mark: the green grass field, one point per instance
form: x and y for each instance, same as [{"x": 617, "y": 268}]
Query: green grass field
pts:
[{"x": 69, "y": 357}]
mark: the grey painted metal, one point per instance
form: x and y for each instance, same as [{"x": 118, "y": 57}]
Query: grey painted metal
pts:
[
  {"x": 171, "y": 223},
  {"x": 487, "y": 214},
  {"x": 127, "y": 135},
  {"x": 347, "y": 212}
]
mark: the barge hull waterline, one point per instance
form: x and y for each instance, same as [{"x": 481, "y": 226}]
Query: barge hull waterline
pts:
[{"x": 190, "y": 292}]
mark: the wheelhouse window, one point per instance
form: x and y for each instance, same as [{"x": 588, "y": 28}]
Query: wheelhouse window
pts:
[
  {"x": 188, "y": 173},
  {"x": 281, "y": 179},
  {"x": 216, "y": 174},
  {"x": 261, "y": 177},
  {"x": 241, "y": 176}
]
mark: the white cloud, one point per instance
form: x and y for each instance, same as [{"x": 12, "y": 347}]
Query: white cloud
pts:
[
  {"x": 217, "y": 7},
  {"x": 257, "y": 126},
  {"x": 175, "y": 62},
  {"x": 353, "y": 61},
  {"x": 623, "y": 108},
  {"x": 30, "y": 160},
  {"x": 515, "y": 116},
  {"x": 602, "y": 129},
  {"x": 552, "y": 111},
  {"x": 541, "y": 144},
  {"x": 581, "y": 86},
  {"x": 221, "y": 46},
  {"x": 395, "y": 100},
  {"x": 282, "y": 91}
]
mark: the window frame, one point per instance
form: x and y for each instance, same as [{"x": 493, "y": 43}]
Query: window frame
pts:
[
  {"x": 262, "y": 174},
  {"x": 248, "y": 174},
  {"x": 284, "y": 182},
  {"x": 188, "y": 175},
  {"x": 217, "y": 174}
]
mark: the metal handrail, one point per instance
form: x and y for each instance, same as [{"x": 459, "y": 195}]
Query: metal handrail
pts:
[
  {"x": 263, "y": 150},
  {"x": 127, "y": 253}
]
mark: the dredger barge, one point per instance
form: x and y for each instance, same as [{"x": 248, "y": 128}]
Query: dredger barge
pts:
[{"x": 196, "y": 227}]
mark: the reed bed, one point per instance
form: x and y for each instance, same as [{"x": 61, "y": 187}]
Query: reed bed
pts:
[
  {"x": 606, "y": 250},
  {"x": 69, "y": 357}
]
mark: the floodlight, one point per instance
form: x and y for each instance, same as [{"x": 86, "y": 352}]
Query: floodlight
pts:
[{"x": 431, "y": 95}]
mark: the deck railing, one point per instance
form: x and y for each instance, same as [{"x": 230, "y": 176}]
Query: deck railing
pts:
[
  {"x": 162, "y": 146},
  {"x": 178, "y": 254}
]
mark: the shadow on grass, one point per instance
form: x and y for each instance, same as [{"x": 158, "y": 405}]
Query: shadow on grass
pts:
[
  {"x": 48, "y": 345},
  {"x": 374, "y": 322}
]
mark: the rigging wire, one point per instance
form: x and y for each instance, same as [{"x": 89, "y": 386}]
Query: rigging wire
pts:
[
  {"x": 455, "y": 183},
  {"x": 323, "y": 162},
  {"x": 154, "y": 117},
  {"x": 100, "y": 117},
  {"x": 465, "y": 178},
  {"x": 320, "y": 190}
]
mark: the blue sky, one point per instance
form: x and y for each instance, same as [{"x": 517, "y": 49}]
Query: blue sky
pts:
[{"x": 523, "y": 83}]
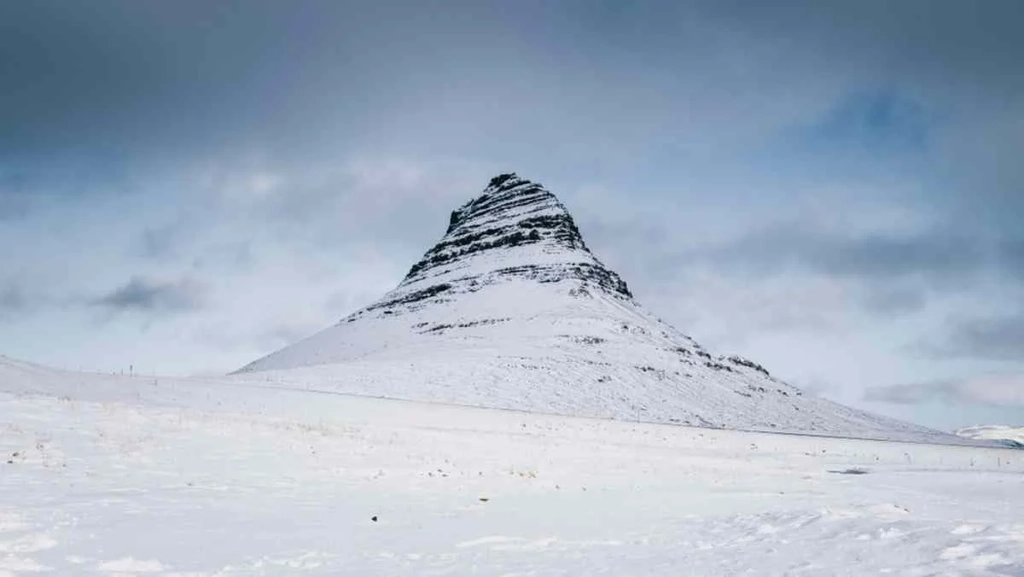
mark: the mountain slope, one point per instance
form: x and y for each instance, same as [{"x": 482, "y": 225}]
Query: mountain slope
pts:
[{"x": 511, "y": 310}]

- [Task details]
Produce an exact copy of only those lines that run from the line with "mark: the rigging" to the final line of the records, including both; exclude images.

- [Exercise answer]
mark: the rigging wire, one point per instance
form: x and y for each instance, same as [{"x": 89, "y": 386}]
Query: rigging wire
pts:
[
  {"x": 455, "y": 183},
  {"x": 323, "y": 162},
  {"x": 154, "y": 117},
  {"x": 100, "y": 117},
  {"x": 465, "y": 178},
  {"x": 320, "y": 190}
]
mark: the blue sky, one point per instance
form: x and y for each instance, same as [{"x": 517, "y": 49}]
Query: blue sky
pts:
[{"x": 523, "y": 83}]
mark: the mountain slope, one point per instance
form: x and y for each instance, same as [{"x": 482, "y": 225}]
Query: mountain slope
pts:
[{"x": 511, "y": 310}]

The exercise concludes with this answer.